Task requirements |
A - According to the model implementation guide, what should you check or test when testing loss functions? List each item.
B - Supply the next part of the model implementation guide, starting after its final sentence.

Supplied passage |
4. Test the loss function.
As we do for the layers, you need to test the loss functions too. You need to check input/output tensor shapes,
expected output values for a given input tensor. For instance, certain loss functions have upper and lower limits and
it is a wise practice to test with the inputs that should produce these limits.
5. Implement `MyModel`.
In 🐸TTS, a model class is a self-sufficient implementation of a model directing all the interactions with the other
components. It is enough to implement the API provided by the `BaseModel` class to comply.
A model interacts with the `Trainer API` for training, `Synthesizer API` for inference and testing.
A 🐸TTS model must return a dictionary by the `forward()` and `inference()` functions. This dictionary must `model_outputs` key that is considered as the main model output by the `Trainer` and `Synthesizer`.
You can place your `tts` model implementation under `TTS/tts/models/new_model.py` then inherit and implement the `BaseTTS`.

Entries supplied |
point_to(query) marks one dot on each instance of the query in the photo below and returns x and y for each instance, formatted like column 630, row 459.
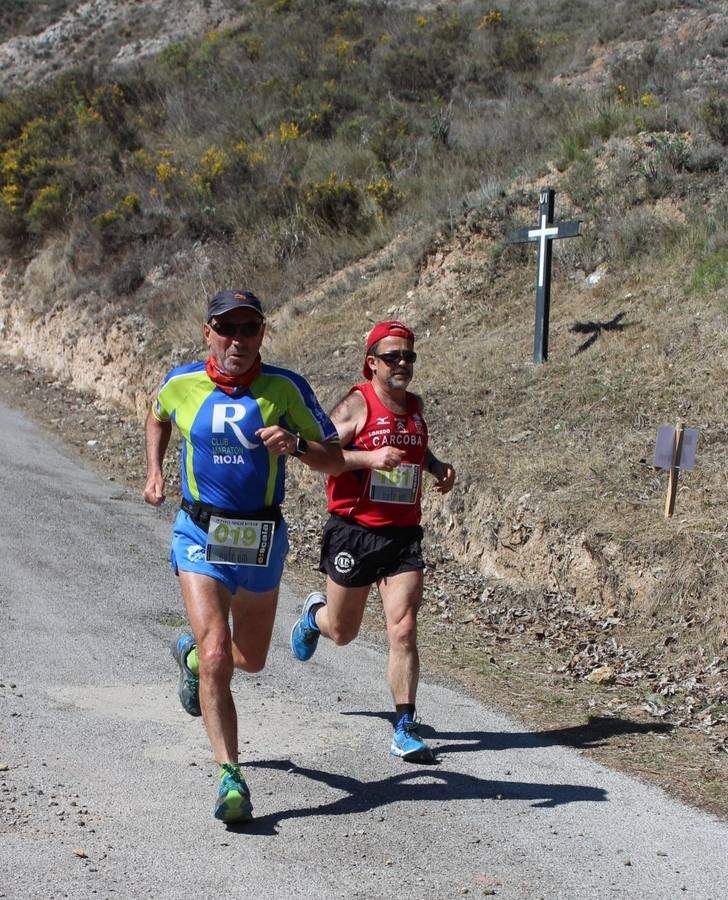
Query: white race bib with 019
column 239, row 542
column 396, row 486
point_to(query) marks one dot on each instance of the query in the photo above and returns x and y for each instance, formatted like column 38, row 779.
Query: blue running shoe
column 233, row 797
column 188, row 689
column 304, row 638
column 407, row 744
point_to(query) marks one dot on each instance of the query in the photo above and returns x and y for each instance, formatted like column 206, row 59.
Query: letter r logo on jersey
column 228, row 415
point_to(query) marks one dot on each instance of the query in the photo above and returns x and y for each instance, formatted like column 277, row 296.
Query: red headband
column 382, row 330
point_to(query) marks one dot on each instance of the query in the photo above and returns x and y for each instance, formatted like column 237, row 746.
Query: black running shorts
column 355, row 556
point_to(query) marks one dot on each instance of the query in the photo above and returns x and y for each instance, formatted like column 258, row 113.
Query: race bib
column 239, row 542
column 397, row 486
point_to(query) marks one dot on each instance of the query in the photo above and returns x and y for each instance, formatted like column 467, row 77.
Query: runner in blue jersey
column 239, row 419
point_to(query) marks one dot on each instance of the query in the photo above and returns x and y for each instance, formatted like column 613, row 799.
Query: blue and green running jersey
column 224, row 464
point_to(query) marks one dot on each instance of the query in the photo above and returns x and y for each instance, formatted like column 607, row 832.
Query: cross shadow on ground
column 594, row 329
column 420, row 784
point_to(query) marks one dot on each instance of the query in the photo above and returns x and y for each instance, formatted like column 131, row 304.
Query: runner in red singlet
column 373, row 534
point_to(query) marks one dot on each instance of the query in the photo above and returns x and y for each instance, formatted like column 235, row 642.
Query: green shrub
column 714, row 114
column 710, row 274
column 335, row 201
column 46, row 209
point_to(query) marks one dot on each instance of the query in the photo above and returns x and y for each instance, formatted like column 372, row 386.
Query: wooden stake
column 674, row 471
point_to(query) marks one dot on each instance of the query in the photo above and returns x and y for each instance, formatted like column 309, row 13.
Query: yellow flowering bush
column 491, row 19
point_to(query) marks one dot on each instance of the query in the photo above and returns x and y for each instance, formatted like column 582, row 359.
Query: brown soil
column 528, row 659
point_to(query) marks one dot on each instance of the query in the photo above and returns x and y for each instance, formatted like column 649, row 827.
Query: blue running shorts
column 188, row 554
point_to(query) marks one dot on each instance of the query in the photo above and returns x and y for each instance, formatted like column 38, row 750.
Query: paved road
column 106, row 786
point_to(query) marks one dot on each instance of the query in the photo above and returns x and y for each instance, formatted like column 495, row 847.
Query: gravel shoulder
column 503, row 659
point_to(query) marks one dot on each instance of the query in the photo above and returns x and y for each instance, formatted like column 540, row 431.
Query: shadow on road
column 594, row 733
column 420, row 784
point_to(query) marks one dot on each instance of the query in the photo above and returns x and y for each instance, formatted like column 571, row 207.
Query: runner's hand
column 154, row 490
column 277, row 440
column 386, row 458
column 444, row 475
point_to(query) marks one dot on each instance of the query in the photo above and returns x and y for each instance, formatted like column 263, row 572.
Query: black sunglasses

Results |
A -
- Input/output tensor shapes
- Expected output values for a given input tensor
- Inputs that should produce the upper and lower limits of loss functions that have such limits

B -
There is also the `callback` interface by which you can manipulate both the model and the `Trainer` states. Callbacks give you
an infinite flexibility to add custom behaviours for your model and training routines.
For more details, see {ref}`BaseTTS <Base tts Model>` and :obj:`TTS.utils.callbacks`.
6. Optionally, define `MyModelArgs`.
`MyModelArgs` is a 👨✈️Coqpit class that sets all the class arguments of the `MyModel`. `MyModelArgs` must have
all the fields necessary to instantiate the `MyModel`. However, for training, you need to pass `MyModelConfig` to
the model.
7. Test `MyModel`.
As the layers and the loss functions, it is recommended to test your model. One smart way for testing is that you
create two models with the exact same weights. Then we run a training loop with one of these models and
compare the weights with the other model. All the weights need to be different in a passing test. Otherwise, it
is likely that a part of the model is malfunctioning or not even attached to the model's computational graph.
8. Define `MyModelConfig`.
Place `MyModelConfig` file under `TTS/models/configs`. It is enough to inherit the `BaseTTSConfig` to make your
config compatible with the `Trainer`. You should also include `MyModelArgs` as a field if defined. The rest of the fields should define the model
specific values and parameters.
9. Write Docstrings.
We love you more when you document your code. ❤️
# Template 🐸TTS Model implementation
You can start implementing your model by copying the following base class.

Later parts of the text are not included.